* [Directions for this task]:
Provide an exact transcription of all the records.

** BEGIN Dataset records **

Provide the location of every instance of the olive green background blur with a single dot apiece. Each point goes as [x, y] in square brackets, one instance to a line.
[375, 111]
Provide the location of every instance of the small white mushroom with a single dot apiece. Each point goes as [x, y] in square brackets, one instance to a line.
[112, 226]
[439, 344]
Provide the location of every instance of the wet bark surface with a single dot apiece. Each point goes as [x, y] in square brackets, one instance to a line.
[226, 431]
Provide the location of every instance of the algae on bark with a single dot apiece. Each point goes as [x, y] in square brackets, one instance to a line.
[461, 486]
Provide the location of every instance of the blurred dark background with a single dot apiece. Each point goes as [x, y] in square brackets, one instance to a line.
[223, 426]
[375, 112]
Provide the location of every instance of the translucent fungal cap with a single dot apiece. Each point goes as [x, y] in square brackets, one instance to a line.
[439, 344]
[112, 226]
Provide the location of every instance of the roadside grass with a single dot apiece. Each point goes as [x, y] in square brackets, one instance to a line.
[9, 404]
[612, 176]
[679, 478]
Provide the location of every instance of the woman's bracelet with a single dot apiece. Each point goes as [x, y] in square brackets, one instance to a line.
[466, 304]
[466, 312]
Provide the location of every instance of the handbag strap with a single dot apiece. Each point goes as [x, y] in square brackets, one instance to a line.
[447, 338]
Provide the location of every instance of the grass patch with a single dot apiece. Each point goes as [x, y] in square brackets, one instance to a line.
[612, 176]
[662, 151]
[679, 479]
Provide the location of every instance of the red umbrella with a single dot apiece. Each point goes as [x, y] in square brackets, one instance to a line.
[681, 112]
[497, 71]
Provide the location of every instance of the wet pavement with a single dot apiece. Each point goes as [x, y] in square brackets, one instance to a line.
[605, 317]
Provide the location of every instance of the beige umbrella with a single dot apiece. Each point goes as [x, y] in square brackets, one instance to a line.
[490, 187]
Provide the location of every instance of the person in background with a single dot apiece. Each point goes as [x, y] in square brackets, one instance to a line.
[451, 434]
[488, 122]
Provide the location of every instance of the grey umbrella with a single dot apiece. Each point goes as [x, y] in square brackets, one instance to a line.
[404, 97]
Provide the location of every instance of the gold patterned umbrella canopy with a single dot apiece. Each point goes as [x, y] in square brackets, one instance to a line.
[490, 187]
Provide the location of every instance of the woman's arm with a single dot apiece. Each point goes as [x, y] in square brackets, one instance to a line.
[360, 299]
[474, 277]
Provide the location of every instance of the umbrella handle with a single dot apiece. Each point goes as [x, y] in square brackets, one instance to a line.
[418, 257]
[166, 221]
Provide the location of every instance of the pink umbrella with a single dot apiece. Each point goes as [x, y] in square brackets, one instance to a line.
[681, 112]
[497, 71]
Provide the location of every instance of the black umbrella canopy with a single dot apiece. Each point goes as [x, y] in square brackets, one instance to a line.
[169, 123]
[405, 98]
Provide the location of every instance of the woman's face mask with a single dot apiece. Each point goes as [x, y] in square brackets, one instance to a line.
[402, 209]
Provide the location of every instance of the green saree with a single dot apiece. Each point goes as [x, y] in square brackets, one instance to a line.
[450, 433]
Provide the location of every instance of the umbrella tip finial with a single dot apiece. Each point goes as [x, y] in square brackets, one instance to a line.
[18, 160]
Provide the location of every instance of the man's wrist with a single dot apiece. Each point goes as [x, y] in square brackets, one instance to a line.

** END Dataset records **

* [Output for this exercise]:
Provide the location of every instance of the olive green background blur with a single dot apiece. Each point goes as [x, y] in square brackets, one instance to a line.
[375, 111]
Provide the location of every instance of the small white mushroom with a single dot apiece. Each point goes as [x, y] in square brackets, one instance to a line.
[112, 226]
[439, 344]
Provide the location of every instance of the wet bark surface with a single dot apiece. Each point goes as [x, y] in square brackets, one instance to a line.
[226, 431]
Provide the location of every instance of the algae on bark with a single dot apiece. Each point goes as [x, y] in square brackets, one instance to a line.
[461, 486]
Provide the location of every instance of the blurred dark background with a single dot apiece. Each point goes as [x, y] in square brackets, one instance to a line.
[223, 426]
[375, 112]
Provide the location of every instance of the translucent fungal cap with a single dot apiece. Each point goes as [x, y] in square brackets, one instance to a line.
[439, 344]
[112, 226]
Provide the location of every instance of the roadside grass with a single dot apiece. Each point goes as [x, y] in square brackets, one instance to a line.
[9, 404]
[612, 176]
[679, 478]
Provide the location of every instance of the woman's bracelet with a single dot apiece. Each point goes as [x, y] in square brackets, one instance to a line.
[466, 304]
[466, 312]
Provide the location of every instance of the handbag strap with a single dot apiece. Each point goes as [x, y] in square brackets, one instance to a line.
[447, 338]
Provide the location of every instance of the grass patch with a single dot apiece. Each point goes as [x, y] in square brackets, one instance to a line.
[612, 176]
[662, 151]
[679, 479]
Provide the location of every instance of the red umbrella with a single dot apiece. Each point goes as [x, y] in square brackets, one instance to a line.
[681, 112]
[497, 71]
Provide the location of every instance of the wet pavement with a single dot apiece. Each point goes as [x, y] in square brackets, one instance to a line.
[605, 317]
Provide the location of every instance of the beige umbrella with a single dot apiece. Each point goes as [x, y] in square brackets, one instance to a line.
[490, 187]
Provide the location of every instance of the person in background with a single dot apiece. Each point goes as [x, y] in square brackets, one instance to a line.
[451, 434]
[488, 122]
Provide the location of every instance of the grey umbrella with a single dot apiece. Each point goes as [x, y] in square brackets, one instance to a line.
[404, 97]
Provide the location of every instance of the gold patterned umbrella canopy with a single dot apiece. Each point goes as [x, y] in square brackets, one instance to a line.
[490, 187]
Provide the location of every instance of the woman's arm with a single dot apiece. Each point goes as [x, y] in square brackets, one instance to a line.
[360, 299]
[474, 277]
Provide the location of every instance of the umbrella handle with a single dot apiece. Each point goes as [x, y] in square brackets, one instance to a line.
[418, 257]
[166, 221]
Provide the location of every instance of the pink umbrella with a single dot apiece. Each point goes as [x, y] in square brackets, one instance to a line.
[681, 112]
[497, 71]
Provide the location of every instance of the black umbrella canopy with a single dot apiece. Each point goes as [x, y] in square brackets, one instance to a line.
[169, 123]
[405, 98]
Provide the location of every instance of the woman's face mask with a single dot apiece. Each point goes as [x, y] in square brackets, one instance to a line.
[402, 209]
Provide the location of every instance of the green saree with a single dot apiece. Each point goes as [x, y] in square brackets, one instance to a line.
[450, 433]
Provide the location of every instance of the umbrella tip finial with a single dot apiece. Each point goes as [x, y] in square brackets, one instance to a line.
[18, 160]
Provide the location of every instance of the man's wrist with a single dot apiece. Each point goes as [x, y] in square brackets, one instance to a line.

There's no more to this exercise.